| Exercise instructions |
Return every line of the material below unchanged and in its original order.

| Information shown |
========================
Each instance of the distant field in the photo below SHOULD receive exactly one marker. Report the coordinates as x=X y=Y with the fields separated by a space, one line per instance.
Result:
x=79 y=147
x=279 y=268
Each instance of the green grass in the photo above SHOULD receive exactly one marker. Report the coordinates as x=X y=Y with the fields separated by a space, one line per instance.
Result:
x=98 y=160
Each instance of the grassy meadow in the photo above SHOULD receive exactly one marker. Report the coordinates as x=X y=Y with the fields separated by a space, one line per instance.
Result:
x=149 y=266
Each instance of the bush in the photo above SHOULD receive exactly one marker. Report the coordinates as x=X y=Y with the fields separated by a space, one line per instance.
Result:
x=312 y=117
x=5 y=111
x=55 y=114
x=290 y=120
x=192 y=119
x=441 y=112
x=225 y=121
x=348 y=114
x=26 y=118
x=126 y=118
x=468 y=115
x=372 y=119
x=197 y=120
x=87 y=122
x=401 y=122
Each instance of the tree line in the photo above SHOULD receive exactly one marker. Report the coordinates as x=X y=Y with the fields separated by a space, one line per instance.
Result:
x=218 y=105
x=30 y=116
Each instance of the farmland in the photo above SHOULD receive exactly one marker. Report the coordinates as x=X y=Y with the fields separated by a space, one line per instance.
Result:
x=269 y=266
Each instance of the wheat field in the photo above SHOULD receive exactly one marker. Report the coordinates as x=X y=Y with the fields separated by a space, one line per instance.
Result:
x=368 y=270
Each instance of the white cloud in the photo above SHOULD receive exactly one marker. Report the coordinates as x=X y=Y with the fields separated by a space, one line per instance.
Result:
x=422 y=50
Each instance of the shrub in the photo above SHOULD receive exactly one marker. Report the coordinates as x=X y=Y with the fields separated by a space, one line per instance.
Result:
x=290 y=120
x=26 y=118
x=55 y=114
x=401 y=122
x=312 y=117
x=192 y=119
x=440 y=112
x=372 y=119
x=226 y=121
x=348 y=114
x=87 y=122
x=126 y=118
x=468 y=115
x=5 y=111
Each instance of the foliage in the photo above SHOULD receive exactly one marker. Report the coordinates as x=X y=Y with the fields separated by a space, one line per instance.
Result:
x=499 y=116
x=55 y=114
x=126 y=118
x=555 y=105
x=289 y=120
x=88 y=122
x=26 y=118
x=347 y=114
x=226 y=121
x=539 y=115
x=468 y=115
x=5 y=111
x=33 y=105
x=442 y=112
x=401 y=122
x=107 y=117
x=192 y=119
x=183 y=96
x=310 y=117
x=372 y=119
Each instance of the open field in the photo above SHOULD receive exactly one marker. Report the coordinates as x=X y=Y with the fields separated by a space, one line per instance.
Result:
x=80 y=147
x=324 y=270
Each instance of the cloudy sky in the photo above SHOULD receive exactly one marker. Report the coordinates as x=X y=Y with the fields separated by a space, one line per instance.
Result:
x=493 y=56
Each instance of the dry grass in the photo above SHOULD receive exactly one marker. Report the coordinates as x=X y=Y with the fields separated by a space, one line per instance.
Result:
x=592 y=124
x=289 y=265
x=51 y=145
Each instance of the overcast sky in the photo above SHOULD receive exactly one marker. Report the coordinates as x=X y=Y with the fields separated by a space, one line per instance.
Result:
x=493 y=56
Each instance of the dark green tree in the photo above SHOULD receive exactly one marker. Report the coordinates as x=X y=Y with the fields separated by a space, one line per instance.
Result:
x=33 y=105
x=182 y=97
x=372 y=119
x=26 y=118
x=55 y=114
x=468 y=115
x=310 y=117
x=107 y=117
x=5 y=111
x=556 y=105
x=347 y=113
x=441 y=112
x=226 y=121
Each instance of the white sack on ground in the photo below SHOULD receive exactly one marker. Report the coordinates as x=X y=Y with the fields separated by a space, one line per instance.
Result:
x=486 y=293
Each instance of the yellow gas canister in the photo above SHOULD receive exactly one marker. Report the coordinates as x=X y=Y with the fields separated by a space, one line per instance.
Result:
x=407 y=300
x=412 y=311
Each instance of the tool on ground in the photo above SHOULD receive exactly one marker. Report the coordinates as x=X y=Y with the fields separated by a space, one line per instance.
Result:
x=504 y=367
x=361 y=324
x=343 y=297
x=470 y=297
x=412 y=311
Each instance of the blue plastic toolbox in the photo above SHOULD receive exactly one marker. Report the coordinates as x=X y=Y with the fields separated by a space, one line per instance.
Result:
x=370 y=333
========================
| Output for this task |
Each instance of the distant field in the photo below SHOULD receive exactly one marker. Report the coordinates as x=X y=Y with the fields separated by a space, one line per instance.
Result:
x=79 y=147
x=279 y=268
Each instance of the green grass in the photo above SHOULD receive exactly one marker. Report the coordinates as x=X y=Y with the fields separated by a space, one line per instance.
Result:
x=98 y=160
Each instance of the grassy meadow in the photo above SHOULD receive exactly one marker. Report the coordinates as x=X y=Y with the fields separated by a space, one line per instance.
Result:
x=149 y=266
Each instance of the bush in the photo above SHOULD receive exactly one marker. Report the coordinates as x=X y=Y with the fields separated by a space, one line per instance.
Result:
x=312 y=117
x=5 y=111
x=55 y=114
x=290 y=120
x=192 y=119
x=441 y=112
x=225 y=121
x=348 y=114
x=26 y=118
x=126 y=118
x=468 y=115
x=372 y=119
x=197 y=120
x=87 y=122
x=401 y=122
Each instance of the tree line in the photo above SHOULD receive exactly one marker. Report the coordinates as x=X y=Y with the fields separated by a space, one line per instance.
Result:
x=218 y=105
x=30 y=116
Each instance of the farmland in the photo above SHOULD receive exactly one marker. Report the coordinates as x=X y=Y with the fields separated by a space, one line per instance.
Result:
x=269 y=266
Each instance of the wheat field in the photo above SHOULD receive exactly one marker. Report the coordinates as x=X y=Y with the fields separated by a space, one line per instance.
Result:
x=368 y=270
Each instance of the white cloud in the photo above SHOULD receive exactly one marker. Report the coordinates as x=X y=Y with the fields separated by a space, one line per instance.
Result:
x=422 y=50
Each instance of the shrub in the photo above SHOULD receive exactly one marker. Report the coordinates as x=X y=Y with the fields separated by a space, one line per instance.
Result:
x=290 y=120
x=26 y=118
x=55 y=114
x=401 y=122
x=312 y=117
x=192 y=119
x=440 y=112
x=372 y=119
x=226 y=121
x=348 y=114
x=87 y=122
x=126 y=118
x=468 y=115
x=5 y=111
Each instance of the foliage in the photo above SHOULD receive exactly one marker. Report the coordinates as x=X y=Y with the fields separated by a space, one line per instance.
Result:
x=499 y=116
x=55 y=114
x=126 y=118
x=555 y=105
x=289 y=120
x=88 y=122
x=26 y=118
x=347 y=114
x=226 y=121
x=539 y=115
x=468 y=115
x=5 y=111
x=33 y=105
x=442 y=112
x=401 y=122
x=107 y=117
x=192 y=119
x=183 y=96
x=310 y=117
x=372 y=119
Each instance of the open field in the photo above SHOULD receive exactly one marker. Report the coordinates as x=X y=Y with the fields separated by a space, one line per instance.
Result:
x=80 y=147
x=324 y=270
Each instance of the cloudy sky in the photo above SHOULD receive exactly one marker. Report the coordinates as x=X y=Y with the fields separated by a space, one line per instance.
Result:
x=493 y=56
Each instance of the dry grass in the photo above SHOULD receive exactly one marker. Report the coordinates as x=X y=Y with the fields separated by a space, one line per instance.
Result:
x=592 y=124
x=289 y=265
x=51 y=145
Each instance of the overcast sky in the photo above SHOULD receive exactly one marker. Report the coordinates as x=X y=Y with the fields separated by a space, one line per instance.
Result:
x=493 y=56
Each instance of the dark green tree in the photo above SHOULD receive exactly one marker. Report the coordinates as x=X y=Y with the fields separated by a space, one line per instance.
Result:
x=33 y=105
x=182 y=97
x=372 y=119
x=26 y=118
x=55 y=114
x=468 y=115
x=310 y=117
x=107 y=117
x=5 y=111
x=556 y=105
x=347 y=113
x=441 y=112
x=226 y=121
Each instance of the white sack on ground in the photo below SHOULD receive exactly one marker. Report the coordinates as x=X y=Y with the fields separated by a space, one line per instance.
Result:
x=486 y=293
Each instance of the yellow gas canister in the photo above SHOULD receive exactly one marker. Report the coordinates as x=X y=Y with the fields separated by a space, one line per instance.
Result:
x=407 y=300
x=412 y=311
Each instance of the tool on ground in the photo above SHOULD receive exactly one marker. Report the coordinates as x=X y=Y with the fields separated by a space, one line per instance.
Result:
x=504 y=367
x=361 y=324
x=343 y=297
x=470 y=297
x=412 y=311
Each instance of the blue plastic toolbox in the photo above SHOULD receive exactly one marker. Report the coordinates as x=X y=Y with the fields separated by a space, one line per instance.
Result:
x=370 y=333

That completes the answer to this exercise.